Work to complete:
Every entry should come back exactly as written, minus the pictures.
-- Information given follows --
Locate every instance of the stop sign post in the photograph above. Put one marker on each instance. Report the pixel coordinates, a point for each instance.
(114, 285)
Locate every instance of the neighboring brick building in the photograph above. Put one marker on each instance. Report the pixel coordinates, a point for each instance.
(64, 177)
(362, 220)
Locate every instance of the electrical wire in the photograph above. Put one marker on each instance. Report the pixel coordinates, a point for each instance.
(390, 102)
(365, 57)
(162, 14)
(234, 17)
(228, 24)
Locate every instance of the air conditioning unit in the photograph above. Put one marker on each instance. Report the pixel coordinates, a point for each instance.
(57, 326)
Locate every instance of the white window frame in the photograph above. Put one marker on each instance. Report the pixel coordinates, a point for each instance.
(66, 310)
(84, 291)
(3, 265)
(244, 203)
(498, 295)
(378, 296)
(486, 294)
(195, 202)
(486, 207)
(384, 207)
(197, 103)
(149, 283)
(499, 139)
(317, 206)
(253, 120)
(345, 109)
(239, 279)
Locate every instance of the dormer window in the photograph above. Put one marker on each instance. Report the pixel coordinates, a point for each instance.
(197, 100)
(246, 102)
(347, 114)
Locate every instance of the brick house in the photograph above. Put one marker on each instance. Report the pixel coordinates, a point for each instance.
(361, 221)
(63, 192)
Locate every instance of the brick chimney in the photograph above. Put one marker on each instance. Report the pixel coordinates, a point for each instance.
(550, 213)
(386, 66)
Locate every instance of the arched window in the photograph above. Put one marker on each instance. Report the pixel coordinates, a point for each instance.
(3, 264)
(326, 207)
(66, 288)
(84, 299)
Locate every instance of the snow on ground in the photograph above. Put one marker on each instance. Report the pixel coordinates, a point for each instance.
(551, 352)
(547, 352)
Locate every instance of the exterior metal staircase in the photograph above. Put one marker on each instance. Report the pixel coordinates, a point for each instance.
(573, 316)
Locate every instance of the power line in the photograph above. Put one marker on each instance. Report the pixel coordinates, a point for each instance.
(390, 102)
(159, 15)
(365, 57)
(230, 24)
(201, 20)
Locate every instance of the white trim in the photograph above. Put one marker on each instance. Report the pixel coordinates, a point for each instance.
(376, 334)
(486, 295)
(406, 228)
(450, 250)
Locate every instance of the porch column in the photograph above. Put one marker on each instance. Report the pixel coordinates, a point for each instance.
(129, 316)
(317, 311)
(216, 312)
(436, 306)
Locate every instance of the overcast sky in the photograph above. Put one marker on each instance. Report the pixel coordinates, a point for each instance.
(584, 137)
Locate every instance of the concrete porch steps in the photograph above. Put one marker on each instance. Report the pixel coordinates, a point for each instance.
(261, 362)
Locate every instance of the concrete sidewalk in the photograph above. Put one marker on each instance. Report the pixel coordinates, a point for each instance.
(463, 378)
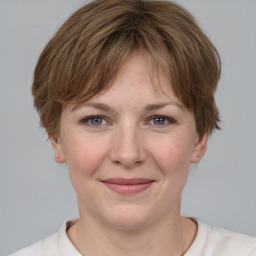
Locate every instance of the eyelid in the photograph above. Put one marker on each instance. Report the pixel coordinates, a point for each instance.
(169, 119)
(88, 118)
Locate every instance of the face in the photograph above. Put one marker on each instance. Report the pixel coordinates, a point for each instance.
(128, 150)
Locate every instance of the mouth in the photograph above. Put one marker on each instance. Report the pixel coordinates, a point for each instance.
(128, 186)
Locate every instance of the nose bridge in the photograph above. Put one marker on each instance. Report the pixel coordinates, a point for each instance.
(128, 147)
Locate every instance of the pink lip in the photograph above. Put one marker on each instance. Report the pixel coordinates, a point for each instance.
(128, 186)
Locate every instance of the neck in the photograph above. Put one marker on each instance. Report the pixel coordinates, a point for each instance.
(171, 236)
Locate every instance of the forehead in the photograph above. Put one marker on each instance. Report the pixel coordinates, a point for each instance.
(138, 76)
(134, 88)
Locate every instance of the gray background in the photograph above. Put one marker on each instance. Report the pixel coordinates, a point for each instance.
(36, 196)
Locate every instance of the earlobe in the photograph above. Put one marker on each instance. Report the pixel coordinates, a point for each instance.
(57, 150)
(199, 148)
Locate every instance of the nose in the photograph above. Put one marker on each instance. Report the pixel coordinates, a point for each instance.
(127, 149)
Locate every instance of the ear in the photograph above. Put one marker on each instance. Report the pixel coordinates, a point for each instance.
(59, 156)
(199, 148)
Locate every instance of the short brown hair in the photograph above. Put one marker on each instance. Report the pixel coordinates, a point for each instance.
(86, 53)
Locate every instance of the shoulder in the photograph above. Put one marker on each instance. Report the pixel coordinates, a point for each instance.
(54, 245)
(212, 240)
(47, 246)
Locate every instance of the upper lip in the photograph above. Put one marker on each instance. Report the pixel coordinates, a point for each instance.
(123, 181)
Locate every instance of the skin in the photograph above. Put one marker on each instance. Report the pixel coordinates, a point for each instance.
(129, 141)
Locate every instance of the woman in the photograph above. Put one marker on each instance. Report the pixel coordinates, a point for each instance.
(125, 91)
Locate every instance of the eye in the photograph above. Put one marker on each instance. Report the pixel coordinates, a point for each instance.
(161, 121)
(94, 121)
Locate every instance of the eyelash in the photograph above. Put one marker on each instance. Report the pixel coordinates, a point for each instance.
(85, 121)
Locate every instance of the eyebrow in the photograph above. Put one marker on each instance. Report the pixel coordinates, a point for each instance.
(106, 108)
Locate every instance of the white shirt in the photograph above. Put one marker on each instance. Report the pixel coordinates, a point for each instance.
(209, 241)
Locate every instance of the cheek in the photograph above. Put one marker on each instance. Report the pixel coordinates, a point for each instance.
(172, 153)
(84, 156)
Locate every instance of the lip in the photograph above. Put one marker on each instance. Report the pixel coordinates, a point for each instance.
(128, 186)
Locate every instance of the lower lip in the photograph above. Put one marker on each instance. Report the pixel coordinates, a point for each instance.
(128, 189)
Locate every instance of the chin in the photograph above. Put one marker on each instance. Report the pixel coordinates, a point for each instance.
(129, 218)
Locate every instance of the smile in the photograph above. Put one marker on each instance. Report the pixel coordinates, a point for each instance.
(128, 186)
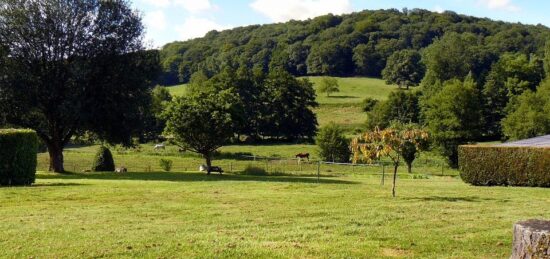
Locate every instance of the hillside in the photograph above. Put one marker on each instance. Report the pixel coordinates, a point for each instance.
(356, 44)
(344, 107)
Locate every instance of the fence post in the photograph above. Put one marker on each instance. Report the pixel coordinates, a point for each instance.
-- Information given concluded --
Solution to this task:
Locate every instance of the stop sign post in the photograph above. Put one marker on each instance. Report the pixel coordinates, a point for each instance.
(114, 285)
Locate every instance of the neighboring brick building in the photograph above. Put one marker on each instance. Report the pixel coordinates, a point for each instance.
(64, 177)
(362, 220)
Locate every instance of the electrical wire in the photograph above. Put one marker on each instance. Report the pixel coordinates, a point for each instance.
(390, 102)
(365, 57)
(162, 14)
(234, 17)
(228, 24)
Locate every instance of the air conditioning unit in the photograph above. Put one marker on each instance. Report the pixel coordinates, a point for each instance.
(57, 326)
Locate every instance of the white window frame in the photograph above. Put one marker on each instance. Report the pixel coordinates, a point for each instance.
(66, 310)
(84, 291)
(3, 265)
(244, 203)
(498, 295)
(378, 296)
(486, 294)
(195, 202)
(486, 207)
(384, 207)
(197, 103)
(149, 283)
(499, 139)
(317, 206)
(253, 120)
(345, 109)
(239, 279)
Locate every instance of the dormer window in the photograph above. Put one marker on each instance. Report the pixel coordinates, a point for each instance.
(197, 100)
(246, 102)
(347, 114)
Locate every instance of the brick house in the photograph above. Put one marker on each instance. Report the pixel coordinates, a point for each instance.
(361, 221)
(63, 192)
Locate every instance of the brick chimney in the photograph above. Put one marker on each instance. Report the pixel coordinates, a point for each instance.
(550, 213)
(386, 66)
Locate every instance of the arched window in the photograph above. Put one marker on each instance. Report the pixel coordinates, a point for each instance.
(3, 264)
(326, 207)
(66, 288)
(84, 299)
Locate every instance of the snow on ground in the photograph above. Put one marker on each instance. Report the pixel coordinates, a point for each instance.
(551, 352)
(547, 352)
Locate every instance of the exterior metal staircase in the photograph above. Put one marker on each instance. Report the pixel coordinates, a point for each instance.
(573, 316)
Locate every instance of the power line in the photograph above. Put one marker on each instance. Report the pixel coordinates, a point for each instance.
(390, 102)
(159, 15)
(365, 57)
(230, 24)
(201, 20)
Locate every instance of the white trim in the photograph above. Put one marker on each instance. Report the pixel coordinates, a point for each instance.
(376, 334)
(486, 295)
(406, 228)
(450, 250)
Locate every instance of the porch column in the photograph above. Put one marker on each instance. Report the pixel coordinates, a point for each instance.
(129, 316)
(317, 311)
(216, 312)
(436, 306)
Locate every instance of the overcast sky in the photograph above. Put one marker on each instance. Report the pixel coordinates, a point for each instance.
(584, 137)
Locate every instance of the concrete porch steps in the photograph above. Put one marker on each instance. Report the pixel coordinates, a point for each instance.
(261, 362)
Locate every instance of the concrete sidewalk in the photograph above. Put one marker on each instance. Report the pixel coordinates, a point for each instance.
(463, 378)
Locate every instance of the eyelid in the photograph above. Put one marker on each instance. Report the pixel coordinates, a point for each instance.
(169, 119)
(88, 118)
Locate every instance of the face in the photograph above. Put one marker on each instance. Report the pixel coordinates, a point for each instance.
(128, 150)
Locate every instance of the mouth in the photograph above. Put one marker on each instance. Report the pixel coordinates, a point for each instance.
(128, 186)
Locate every instance of the nose bridge in the photograph above. Put one marker on each instance. Report the pixel coordinates, a point for each instance.
(128, 147)
Locate every instance of the pink lip in the photograph above. Put one marker on each instance. Report the pixel coordinates, a point for each instance.
(128, 186)
Locate every instance of the neck in the photograph above. Put one marker on each instance. Report the pixel coordinates, a point for each instance.
(171, 236)
Locate every instance of the forehead in the photograph above. Put one marker on each instance. Report the pixel coordinates, a point for each instance.
(138, 76)
(134, 88)
Locate every instance of the gray background in the photograph above. Put one marker on each instance. Report the pixel coordinates, a point for each instance.
(36, 196)
Locate every instance of the earlobe in the photograph above. Put one marker on each instance. Report the pixel coordinates, a point for each instance.
(57, 150)
(199, 148)
Locate every instance of the nose in the photograph above. Put one marker on each instance. Report the pixel coordinates, a point for each instance.
(127, 149)
Locate every instance of the ear in the photograph above. Put one marker on each instance. Report the pixel coordinates, a point for each instance.
(59, 156)
(199, 148)
Locate every instance of the short brown hair in the photograph above. Put one marker on each instance. Report the pixel coordinates, a point for each instance.
(86, 53)
Locate every instance of the shoulder in the photograph above. Put one marker on each instance. Report the pixel coordinates, a point for each instance.
(54, 245)
(212, 240)
(47, 246)
Locate every instance of the upper lip in the photograph above. Put one marker on each instance. Report the pixel coordinates, a point for each instance.
(123, 181)
Locate every instance of the skin in the photograph above. Put one marker on each instance. Report the pixel coordinates, a point for each instance.
(129, 141)
Locate every instance of the woman in the photograph above. Put one marker on each instance. Report the pixel coordinates, a point for each instance.
(125, 91)
Locate every instance of the eye in the photograph above. Put one marker on each instance. Report the pixel coordinates, a point for each instance.
(161, 121)
(94, 121)
Locate every instance of the eyelash in the photograph above. Put one marker on each instance. Report the pixel coordinates, a point for each instance.
(85, 121)
Locate every instance of the eyebrow in the photograph above. Put one marker on each instance. Report the pixel coordinates, a point for each instance.
(106, 108)
Locate every instance of the white shirt in the photograph above. Put one marker on each instance. Report the pixel coordinates, a point for each instance.
(209, 241)
Locate every instance of the cheek in the photograph above. Put one marker on each instance. Report the pixel coordinates, a point for each instance.
(172, 153)
(84, 156)
Locate every instance of the lip in the photograph above. Put one marker on each instance. Report the pixel coordinates, a point for each instance.
(128, 186)
Locate every instance of the lower lip in the photograph above. Put one marker on each instance. Report the pixel coordinates, a point for each instance.
(128, 189)
Locate every instance of the chin in the photograph above. Put one marker on each instance. Report the pixel coordinates, a point for each instance.
(129, 218)
Locate every instance of the smile in the photograph above. Put one marker on each instance. Report the pixel coordinates, a point for each instance.
(128, 186)
Locate every instance of the hillside in the photograph above. Put one marker on each instance. Report the pixel coordinates, a point for each instance.
(356, 44)
(344, 107)
Locate every instance of the fence post in the photograph above. Put one marker on each instance. Report the pixel coordinates, a point for each instance.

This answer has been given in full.